■ **Exercise task**: Collect every line from the material below that contains the word "stalk", and copy each one unchanged.

■ **Data to process**:

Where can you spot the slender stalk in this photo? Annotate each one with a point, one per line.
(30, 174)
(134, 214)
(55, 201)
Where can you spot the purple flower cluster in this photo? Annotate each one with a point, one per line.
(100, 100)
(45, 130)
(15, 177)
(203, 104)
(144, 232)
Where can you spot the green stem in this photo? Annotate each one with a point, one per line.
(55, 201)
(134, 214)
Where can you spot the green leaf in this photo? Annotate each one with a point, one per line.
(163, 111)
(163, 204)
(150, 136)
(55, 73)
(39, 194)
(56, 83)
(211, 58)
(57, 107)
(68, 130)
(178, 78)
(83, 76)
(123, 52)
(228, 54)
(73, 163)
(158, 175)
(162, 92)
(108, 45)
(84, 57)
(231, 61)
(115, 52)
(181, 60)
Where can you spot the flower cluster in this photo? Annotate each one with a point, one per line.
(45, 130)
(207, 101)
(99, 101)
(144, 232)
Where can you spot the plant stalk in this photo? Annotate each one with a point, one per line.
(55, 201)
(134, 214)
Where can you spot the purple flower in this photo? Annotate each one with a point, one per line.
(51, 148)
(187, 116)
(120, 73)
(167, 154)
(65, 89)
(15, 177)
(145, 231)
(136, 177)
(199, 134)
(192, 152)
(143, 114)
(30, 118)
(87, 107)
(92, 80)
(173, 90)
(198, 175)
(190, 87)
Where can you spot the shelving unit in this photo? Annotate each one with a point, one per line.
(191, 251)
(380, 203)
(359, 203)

--

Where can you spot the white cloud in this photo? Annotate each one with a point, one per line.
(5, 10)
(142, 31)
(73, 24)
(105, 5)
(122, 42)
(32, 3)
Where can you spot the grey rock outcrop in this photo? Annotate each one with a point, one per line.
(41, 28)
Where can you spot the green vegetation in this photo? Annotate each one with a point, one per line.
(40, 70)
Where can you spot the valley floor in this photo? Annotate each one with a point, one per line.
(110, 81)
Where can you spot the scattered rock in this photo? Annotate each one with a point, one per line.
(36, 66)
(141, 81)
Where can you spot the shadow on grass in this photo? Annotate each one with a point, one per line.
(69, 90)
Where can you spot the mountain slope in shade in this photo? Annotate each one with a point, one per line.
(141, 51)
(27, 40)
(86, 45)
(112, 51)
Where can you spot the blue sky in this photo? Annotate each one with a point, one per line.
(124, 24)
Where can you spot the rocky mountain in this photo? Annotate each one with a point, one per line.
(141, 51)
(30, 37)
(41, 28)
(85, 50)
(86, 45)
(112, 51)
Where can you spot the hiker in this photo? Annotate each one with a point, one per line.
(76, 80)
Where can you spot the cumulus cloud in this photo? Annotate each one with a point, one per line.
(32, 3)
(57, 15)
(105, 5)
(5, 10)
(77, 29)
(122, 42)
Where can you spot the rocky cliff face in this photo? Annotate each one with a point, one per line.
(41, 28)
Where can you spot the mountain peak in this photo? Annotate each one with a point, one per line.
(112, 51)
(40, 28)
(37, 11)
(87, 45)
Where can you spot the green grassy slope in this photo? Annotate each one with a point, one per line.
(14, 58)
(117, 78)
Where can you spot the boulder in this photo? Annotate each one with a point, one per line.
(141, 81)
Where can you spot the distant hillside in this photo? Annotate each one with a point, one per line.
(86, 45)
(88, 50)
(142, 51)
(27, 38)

■ **Solution for this task**:
Where can you spot the slender stalk in this photo? Annotate each one with a point, one per line.
Where can you spot the plant stalk in this photo? Annotate each one with a point, one per line.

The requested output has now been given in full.